■ Challenge: Please count the lines in the data below that contain the word "memorial". Reply with only the number.
/---
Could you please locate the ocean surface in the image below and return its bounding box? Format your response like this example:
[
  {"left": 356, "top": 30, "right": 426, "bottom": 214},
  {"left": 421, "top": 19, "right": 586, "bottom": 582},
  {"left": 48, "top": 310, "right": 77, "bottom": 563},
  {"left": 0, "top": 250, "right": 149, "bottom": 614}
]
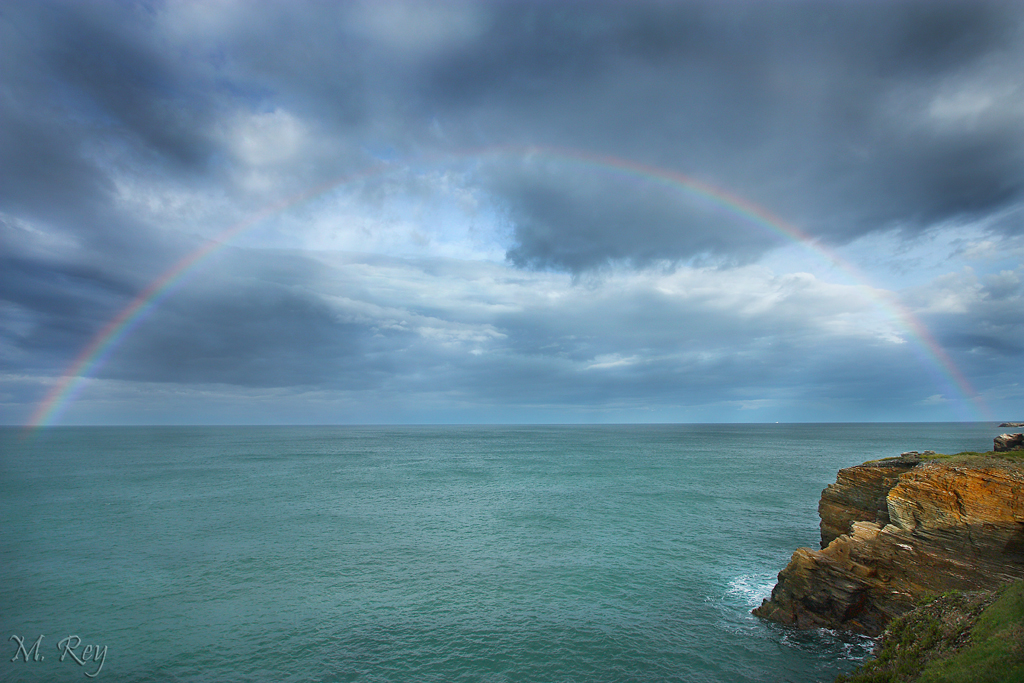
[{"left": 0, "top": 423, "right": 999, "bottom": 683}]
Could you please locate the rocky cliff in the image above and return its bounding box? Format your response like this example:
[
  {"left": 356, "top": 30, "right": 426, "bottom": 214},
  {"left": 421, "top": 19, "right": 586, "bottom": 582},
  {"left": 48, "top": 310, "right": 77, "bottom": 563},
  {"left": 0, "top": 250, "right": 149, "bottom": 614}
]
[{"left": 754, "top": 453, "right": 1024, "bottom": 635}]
\---
/---
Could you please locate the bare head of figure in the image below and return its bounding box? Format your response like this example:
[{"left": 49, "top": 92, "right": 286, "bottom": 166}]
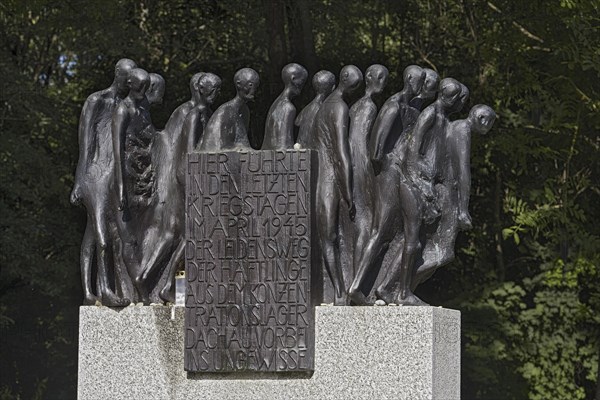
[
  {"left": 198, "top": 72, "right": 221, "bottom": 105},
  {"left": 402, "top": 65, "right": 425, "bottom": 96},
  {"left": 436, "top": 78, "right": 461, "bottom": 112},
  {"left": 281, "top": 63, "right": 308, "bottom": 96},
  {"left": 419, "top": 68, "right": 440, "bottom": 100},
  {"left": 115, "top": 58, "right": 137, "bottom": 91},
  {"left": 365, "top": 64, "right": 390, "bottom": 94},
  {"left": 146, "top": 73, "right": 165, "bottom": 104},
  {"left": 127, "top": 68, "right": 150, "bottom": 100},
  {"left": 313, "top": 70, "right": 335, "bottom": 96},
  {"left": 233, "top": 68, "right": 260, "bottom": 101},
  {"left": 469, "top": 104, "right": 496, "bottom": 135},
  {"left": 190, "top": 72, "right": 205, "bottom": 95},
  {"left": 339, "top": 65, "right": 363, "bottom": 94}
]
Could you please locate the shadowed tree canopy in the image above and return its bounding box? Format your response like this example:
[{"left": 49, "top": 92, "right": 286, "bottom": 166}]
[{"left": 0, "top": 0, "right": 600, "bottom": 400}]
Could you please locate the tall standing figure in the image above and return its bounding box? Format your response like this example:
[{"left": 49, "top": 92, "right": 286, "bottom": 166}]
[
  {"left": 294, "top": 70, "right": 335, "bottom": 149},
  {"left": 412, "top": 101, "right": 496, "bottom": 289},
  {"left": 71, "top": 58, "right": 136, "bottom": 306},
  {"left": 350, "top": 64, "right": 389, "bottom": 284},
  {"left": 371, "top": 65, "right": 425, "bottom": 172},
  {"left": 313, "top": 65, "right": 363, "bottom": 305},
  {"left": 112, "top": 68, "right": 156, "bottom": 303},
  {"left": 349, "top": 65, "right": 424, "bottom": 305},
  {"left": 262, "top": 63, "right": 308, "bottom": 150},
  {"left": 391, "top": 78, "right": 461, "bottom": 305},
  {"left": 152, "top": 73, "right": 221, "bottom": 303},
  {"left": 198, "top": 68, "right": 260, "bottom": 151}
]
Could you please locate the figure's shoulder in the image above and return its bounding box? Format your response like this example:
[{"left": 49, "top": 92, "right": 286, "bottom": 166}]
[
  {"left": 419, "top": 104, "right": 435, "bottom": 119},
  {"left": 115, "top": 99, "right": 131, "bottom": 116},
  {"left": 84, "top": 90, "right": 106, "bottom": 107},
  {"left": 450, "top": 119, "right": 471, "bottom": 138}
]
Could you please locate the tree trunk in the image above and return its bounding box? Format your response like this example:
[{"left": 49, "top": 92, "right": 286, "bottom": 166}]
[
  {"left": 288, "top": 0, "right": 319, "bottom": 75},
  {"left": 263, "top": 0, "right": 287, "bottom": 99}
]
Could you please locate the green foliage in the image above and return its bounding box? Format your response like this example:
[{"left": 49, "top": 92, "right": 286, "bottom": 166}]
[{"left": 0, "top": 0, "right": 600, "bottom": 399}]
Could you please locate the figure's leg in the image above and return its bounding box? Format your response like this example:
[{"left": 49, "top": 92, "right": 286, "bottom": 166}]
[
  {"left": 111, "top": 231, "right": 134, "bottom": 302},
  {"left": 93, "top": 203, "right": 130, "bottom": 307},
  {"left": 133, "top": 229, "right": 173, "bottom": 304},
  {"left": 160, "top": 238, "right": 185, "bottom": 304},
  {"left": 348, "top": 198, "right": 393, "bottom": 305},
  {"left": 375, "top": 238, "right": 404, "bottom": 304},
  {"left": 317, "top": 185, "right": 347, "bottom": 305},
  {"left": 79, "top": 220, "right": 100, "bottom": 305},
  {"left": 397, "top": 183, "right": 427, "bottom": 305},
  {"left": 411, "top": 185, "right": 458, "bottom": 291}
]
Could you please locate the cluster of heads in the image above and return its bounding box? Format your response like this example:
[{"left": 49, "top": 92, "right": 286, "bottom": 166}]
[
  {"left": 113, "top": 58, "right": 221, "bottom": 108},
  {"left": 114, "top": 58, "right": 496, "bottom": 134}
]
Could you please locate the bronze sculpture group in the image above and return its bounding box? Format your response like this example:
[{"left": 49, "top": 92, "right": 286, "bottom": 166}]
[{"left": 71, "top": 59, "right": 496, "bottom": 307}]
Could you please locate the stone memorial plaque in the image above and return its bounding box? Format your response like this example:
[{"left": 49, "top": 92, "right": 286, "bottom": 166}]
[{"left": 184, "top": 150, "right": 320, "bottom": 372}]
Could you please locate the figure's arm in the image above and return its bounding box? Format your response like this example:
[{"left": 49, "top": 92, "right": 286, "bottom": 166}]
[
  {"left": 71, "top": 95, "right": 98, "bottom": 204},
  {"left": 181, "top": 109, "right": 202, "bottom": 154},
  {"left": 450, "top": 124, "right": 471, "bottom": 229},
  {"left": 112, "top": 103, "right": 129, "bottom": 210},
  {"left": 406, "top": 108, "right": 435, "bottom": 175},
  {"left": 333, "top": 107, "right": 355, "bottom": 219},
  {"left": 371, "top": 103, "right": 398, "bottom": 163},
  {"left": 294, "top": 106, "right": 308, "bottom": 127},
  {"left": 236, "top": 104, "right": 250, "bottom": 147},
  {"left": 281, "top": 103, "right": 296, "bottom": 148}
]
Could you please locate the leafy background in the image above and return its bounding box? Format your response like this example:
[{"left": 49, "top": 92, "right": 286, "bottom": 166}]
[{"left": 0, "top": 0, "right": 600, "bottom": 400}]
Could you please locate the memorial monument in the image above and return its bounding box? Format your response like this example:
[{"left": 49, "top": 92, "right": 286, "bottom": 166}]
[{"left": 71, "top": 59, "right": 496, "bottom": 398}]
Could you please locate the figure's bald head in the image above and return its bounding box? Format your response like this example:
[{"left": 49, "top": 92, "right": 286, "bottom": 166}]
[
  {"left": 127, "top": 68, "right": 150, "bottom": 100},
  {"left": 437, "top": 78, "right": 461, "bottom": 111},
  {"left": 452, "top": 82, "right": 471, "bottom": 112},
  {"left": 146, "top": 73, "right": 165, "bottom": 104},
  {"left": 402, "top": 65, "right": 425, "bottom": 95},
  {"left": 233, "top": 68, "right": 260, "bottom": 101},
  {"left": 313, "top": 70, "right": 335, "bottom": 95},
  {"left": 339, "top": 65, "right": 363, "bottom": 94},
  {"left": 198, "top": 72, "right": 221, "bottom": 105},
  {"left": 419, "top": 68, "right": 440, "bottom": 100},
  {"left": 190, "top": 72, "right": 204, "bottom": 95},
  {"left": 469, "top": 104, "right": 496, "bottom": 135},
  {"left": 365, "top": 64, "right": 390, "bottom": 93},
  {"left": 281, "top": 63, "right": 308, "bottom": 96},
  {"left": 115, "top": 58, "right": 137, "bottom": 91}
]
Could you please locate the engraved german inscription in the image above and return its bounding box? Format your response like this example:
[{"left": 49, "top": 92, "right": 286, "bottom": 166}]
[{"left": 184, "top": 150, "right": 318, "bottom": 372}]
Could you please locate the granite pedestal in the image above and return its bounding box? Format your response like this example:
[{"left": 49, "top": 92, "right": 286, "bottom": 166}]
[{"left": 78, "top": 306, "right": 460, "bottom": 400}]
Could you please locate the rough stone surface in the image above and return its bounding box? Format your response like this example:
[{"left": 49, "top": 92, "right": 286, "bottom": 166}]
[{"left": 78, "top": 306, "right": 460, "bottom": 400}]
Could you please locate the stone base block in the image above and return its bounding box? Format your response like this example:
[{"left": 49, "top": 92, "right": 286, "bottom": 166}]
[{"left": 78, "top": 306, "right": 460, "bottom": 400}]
\---
■ Final result: 2